INSTRUCTIONS FOR THE TASK:
An acceptable response holds only the line containing "Mark the stone" and every line after it to the end of the records, each reproduced exactly.

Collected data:
'''

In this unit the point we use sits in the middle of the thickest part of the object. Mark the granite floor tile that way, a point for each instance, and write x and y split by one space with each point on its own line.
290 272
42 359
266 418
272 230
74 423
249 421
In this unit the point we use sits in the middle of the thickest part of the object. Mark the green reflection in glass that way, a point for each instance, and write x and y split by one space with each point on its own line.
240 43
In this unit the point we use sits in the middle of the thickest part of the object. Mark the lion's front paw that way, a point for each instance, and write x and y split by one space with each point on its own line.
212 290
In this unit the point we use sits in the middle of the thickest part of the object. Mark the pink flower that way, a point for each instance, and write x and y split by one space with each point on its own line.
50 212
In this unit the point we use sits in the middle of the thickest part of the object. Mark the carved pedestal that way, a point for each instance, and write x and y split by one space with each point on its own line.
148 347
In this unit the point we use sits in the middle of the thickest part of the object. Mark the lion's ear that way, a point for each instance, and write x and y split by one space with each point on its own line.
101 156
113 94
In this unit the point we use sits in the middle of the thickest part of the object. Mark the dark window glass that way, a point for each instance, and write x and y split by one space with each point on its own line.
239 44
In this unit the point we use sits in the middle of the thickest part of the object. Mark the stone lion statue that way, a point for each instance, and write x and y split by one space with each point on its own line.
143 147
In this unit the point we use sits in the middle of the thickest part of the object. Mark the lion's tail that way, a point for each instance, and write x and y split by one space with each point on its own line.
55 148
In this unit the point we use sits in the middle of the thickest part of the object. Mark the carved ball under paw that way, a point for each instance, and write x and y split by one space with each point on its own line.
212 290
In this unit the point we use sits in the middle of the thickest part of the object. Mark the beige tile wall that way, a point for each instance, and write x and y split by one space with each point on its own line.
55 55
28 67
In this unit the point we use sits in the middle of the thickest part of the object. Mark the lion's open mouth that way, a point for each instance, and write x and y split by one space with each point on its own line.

'''

RESULT FOR THIS EXERCISE:
In this unit the point we use sits in the middle of the thickest part of the object. Mark the stone lion statue that way, a point for each instance, and write x and y split by one space with each point on its own line.
143 147
In this unit the point we use sits in the middle of the thickest part of the object. Mark the lion's tail that way, a point for each instance, and write x and y split by one space with each point on its own line.
55 148
In this unit the point we use sits in the middle of the thickest part of the object. Mark the carved ball under paw that way, a point for each instance, and write x and y split by one space with each point on its own line.
212 290
In this unit the point we use sits in the middle of the thickest part of the object. Mark the beige tile wall that way, a point for each instance, and write x and y split by one space with each point on its own line.
55 55
28 67
In this unit the point we use sits in the middle of the thickest part of the object. Mark the lion's open mouth that way, a point for each instance, and write x and y split by one space with each point on its own line.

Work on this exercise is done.